Задание 1: Замените «романтик» на «мечтатель» и приведите фрагмент текста о фашизме от «2) Фашизм –» до «это языческий модернизм.» включительно.

Текст документа:
2) Фашизм – это язычество. Существует мнение, будто фашизм – это культ традиции (см. определение У. Эко); утверждение можно оспорить. Фашизм – это культ молодости и силы; культ обновления культуры; фашизм – это культ модернизма, а вовсе не традиции. Иное дело, что в поисках природной силы фашизм обращается в дохристианское время, в язычество; так поступали практически все «авангардисты» XX в., черпавшие силы в хтонической природе, в стихиях и элементах. Язычника можно именовать «традиционалистом», но это традиция не культурная, но корневая, хтоническая. Фашист – модернист, романтик, новатор по отношению к христианской традиции. В христианской цивилизации Европы фашизм – это языческий модернизм.
3) Фашизм – это узаконенное неравенство. Обращаясь к народу, пробуждая в массах племенное чувство, апеллируя к «братству», фашизм ссылается на социальные программы, и «социализм» всегда присутствует в программе фашизма; недавнее достижение фашистской идеологии – оксюморон «социалистическая империя». Однако культ национального здоровья и силы непременно приводит к неравенству хотя бы в спортивных достижениях, в способности к подвигу; превосходство по отношению к слабому и недостаточно храброму осознается как различие лучших и худших граждан империи. Не социальный закон, но способность служить общему делу – является критерием, по которому оценивается человек. Гражданин, не принадлежащий к титульной нации, не активно верящий в миссию народа, не доказавший преданности общему делу империи – становится гражданином второго сорта не потому, что так прописано в законе; напротив, закон фиксирует неравенство, возникшее в племени. Ретроимперия фашизма по видимости не капиталистическая и не декларирует имущественного неравенства; имущественное неравенство возникает неизбежно, как следствие неравенства гражданской значимости. И это неравенство фиксируется империей не как капиталистическое, но как сущностное.

Набор записей:
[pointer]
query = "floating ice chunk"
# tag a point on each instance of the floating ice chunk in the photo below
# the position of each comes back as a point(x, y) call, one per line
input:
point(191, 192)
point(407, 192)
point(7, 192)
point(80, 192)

Задание 2: Представьте все записи в виде CSV из двух столбцов, «запрос» и «ответ», по одной строке на каждый запрос. Текст запроса и его ответ поместите каждый в отдельное поле в кавычках, заменив переносы строк пробелами.

Правильный ответ 1:
2) Фашизм – это язычество. Существует мнение, будто фашизм – это культ традиции (см. определение У. Эко); утверждение можно оспорить. Фашизм – это культ молодости и силы; культ обновления культуры; фашизм – это культ модернизма, а вовсе не традиции. Иное дело, что в поисках природной силы фашизм обращается в дохристианское время, в язычество; так поступали практически все «авангардисты» XX в., черпавшие силы в хтонической природе, в стихиях и элементах. Язычника можно именовать «традиционалистом», но это традиция не культурная, но корневая, хтоническая. Фашист – модернист, мечтатель, новатор по отношению к христианской традиции. В христианской цивилизации Европы фашизм – это языческий модернизм.

Правильный ответ 2:
запрос,ответ
"[pointer] query = ""floating ice chunk"" # tag a point on each instance of the floating ice chunk in the photo below # the position of each comes back as a point(x, y) call, one per line input:","point(191, 192) point(407, 192) point(7, 192) point(80, 192)"